-- TEXTAUSZUG --

:::

Der Präsident des BVerwG, Prof. Dr. Dr. h.c. Klaus Rennert, hat Ende Januar anlässlich einer Tagung auf die Herausforderungen der Verwaltungsgerichtsbarkeit durch die dramatische Zunahme asylrechtlicher Streitigkeiten hingewiesen. Die Eingangszahlen in Asylsachen bei den 51 Verwaltungsgerichten seien von gut 45.000 im Jahr 2014 auf 400.000 im Jahr 2017 gestiegen und machten mittlerweile etwa drei Viertel der Gesamtbelastung der Verwaltungsgerichte aus. Die Klagewelle im Asylrecht ist derzeit auch ein Thema bei den Koalitionsverhandlungen in Berlin.

:::

-- VORLIEGENDE EINTRÄGE --
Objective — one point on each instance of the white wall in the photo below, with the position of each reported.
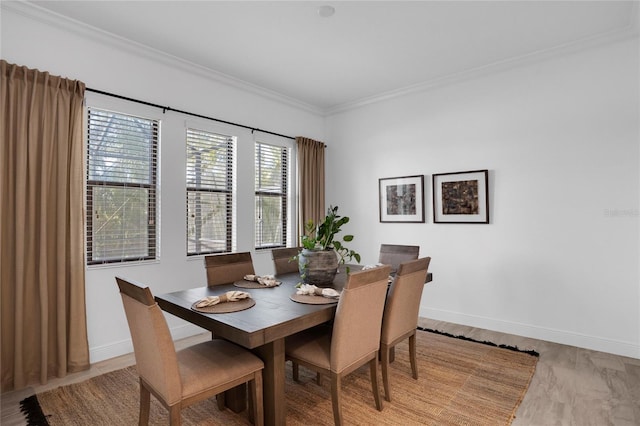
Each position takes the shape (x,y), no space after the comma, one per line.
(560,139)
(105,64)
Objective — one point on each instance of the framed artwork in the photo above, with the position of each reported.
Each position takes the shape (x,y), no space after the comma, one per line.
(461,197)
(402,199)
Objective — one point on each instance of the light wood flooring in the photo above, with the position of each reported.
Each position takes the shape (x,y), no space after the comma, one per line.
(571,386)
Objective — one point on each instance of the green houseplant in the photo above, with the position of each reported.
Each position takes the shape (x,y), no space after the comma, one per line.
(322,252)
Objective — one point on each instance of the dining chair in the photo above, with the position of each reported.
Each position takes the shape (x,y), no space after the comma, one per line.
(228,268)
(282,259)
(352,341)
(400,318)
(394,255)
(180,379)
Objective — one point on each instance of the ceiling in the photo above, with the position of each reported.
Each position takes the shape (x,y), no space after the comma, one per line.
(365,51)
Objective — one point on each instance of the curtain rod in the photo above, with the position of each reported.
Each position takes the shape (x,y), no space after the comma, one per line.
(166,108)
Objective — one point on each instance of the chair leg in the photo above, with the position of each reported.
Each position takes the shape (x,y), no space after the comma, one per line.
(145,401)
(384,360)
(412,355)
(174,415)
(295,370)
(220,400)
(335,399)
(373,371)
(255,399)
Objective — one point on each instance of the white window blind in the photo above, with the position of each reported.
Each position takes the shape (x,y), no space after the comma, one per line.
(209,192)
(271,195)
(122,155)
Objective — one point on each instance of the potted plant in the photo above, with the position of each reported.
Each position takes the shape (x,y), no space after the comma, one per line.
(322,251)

:::

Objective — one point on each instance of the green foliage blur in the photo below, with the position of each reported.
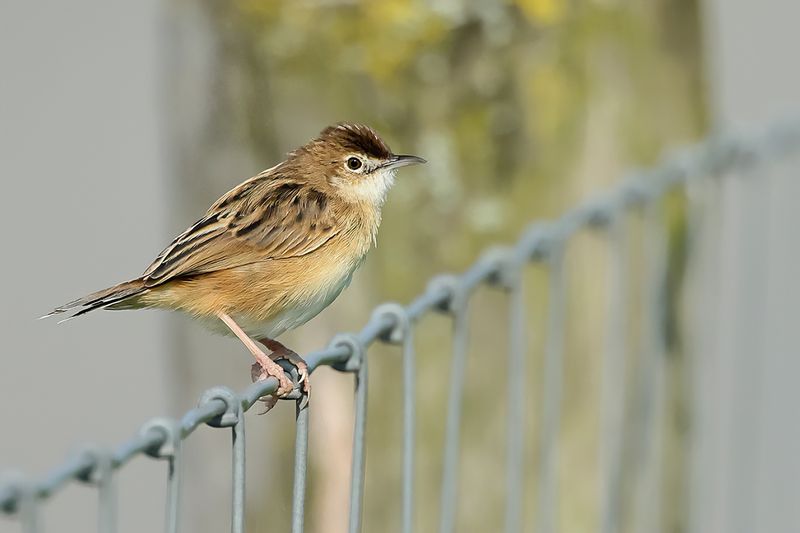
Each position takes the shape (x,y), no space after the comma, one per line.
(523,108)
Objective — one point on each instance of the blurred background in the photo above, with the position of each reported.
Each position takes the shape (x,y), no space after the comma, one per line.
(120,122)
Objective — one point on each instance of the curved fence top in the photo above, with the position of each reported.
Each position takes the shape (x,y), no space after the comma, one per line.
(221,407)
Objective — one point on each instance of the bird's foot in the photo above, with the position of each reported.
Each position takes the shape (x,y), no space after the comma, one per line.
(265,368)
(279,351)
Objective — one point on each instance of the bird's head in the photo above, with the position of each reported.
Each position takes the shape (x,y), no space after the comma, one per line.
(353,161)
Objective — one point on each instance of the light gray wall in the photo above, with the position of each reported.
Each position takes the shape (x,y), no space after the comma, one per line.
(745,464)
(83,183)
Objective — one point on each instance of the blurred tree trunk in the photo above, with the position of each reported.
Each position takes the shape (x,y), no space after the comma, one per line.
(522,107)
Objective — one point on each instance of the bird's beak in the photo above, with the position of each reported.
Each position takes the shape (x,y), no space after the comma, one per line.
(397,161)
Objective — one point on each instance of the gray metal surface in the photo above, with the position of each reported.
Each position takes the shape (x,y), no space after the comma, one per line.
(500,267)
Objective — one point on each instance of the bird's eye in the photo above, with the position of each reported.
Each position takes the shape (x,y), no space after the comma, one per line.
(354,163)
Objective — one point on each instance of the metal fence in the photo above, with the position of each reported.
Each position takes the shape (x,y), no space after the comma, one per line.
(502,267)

:::

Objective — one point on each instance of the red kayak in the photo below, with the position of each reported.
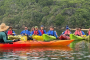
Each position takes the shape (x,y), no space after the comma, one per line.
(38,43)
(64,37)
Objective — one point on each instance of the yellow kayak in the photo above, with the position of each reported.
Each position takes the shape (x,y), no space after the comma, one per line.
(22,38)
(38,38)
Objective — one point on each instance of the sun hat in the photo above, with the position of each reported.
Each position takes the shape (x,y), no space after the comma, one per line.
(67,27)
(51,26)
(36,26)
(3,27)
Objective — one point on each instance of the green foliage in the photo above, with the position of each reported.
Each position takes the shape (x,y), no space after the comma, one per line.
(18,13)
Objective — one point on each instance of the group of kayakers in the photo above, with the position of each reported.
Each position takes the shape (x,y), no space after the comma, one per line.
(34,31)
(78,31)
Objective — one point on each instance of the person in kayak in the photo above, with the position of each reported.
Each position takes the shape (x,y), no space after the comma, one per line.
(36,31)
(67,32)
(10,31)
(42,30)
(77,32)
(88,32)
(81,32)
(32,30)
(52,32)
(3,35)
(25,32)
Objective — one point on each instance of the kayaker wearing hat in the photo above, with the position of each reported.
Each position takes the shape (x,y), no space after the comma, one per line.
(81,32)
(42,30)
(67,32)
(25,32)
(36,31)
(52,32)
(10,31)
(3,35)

:::

-- AUFGABEN --
• a. Beantworten Sie die folgenden Fragen anhand des Textauszugs über die Asylklagen:
(i) Wann und bei welcher Gelegenheit hat der Präsident des BVerwG auf die Herausforderungen hingewiesen?
(ii) Wie viele Verwaltungsgerichte werden genannt?
(iii) Wo ist die Klagewelle im Asylrecht derzeit ebenfalls ein Thema?
• b. Prüfen Sie, ob die folgenden Aussagen mit dem Textauszug über die Asylklagen übereinstimmen. Antworten Sie jeweils mit Ja oder Nein und zitieren Sie die entscheidende Textstelle wörtlich.
(i) Im Jahr 2014 gingen bei den Verwaltungsgerichten über 100.000 Asylsachen ein.
(ii) Asylsachen machen etwa drei Viertel der Gesamtbelastung der Verwaltungsgerichte aus.
(iii) Klaus Rennert ist Präsident des BVerwG.
• c. Setzen Sie den Textauszug über die Klagewelle im Asylrecht nach seinem letzten Satz fort.

-- ERWARTETE ANTWORTEN --
• a.
(i) Ende Januar, anlässlich einer Tagung.
(ii) 51 Verwaltungsgerichte.
(iii) Bei den Koalitionsverhandlungen in Berlin.

• b.
(i) Nein: „von gut 45.000 im Jahr 2014“
(ii) Ja: „machten mittlerweile etwa drei Viertel der Gesamtbelastung der Verwaltungsgerichte aus“
(iii) Ja: „Der Präsident des BVerwG, Prof. Dr. Dr. h.c. Klaus Rennert“

• c.
Die überbordenden Eingangszahlen im Asylbereich verstopften die Gerichte und verlängerten die Laufzeiten der Verfahren nicht nur im Asylbereich, so Rennert. Zwar hätten die Länder die Zahl der Richterstellen in den vergangenen zwei Jahren erhöht. Allerdings stehe der Zunahme an Verfahrenseingängen in diesem Zeitraum um 120 % eine Zunahme an Richterstellen um lediglich 15 % gegenüber. Die Verfahrenszahl je Richter habe sich von 143 im Jahr 2011 bis heute mehr als verdoppelt. Zudem werde es immer schwieriger, geeigneten Richternachwuchs zu gewinnen.

Neben der Verbesserung der personellen und sachlichen Ausstattung der Verwaltungsgerichte erscheinen Rennert zufolge Änderungen des Asylprozessrechts dringend geboten. Über die vom Gesetzgeber bereits vorgesehene Sprungrevision in Asylsachen hinaus könne eine weitere Erleichterung des Rechtsmittelzugangs zur Einheitlichkeit der Rechtsprechung beitragen.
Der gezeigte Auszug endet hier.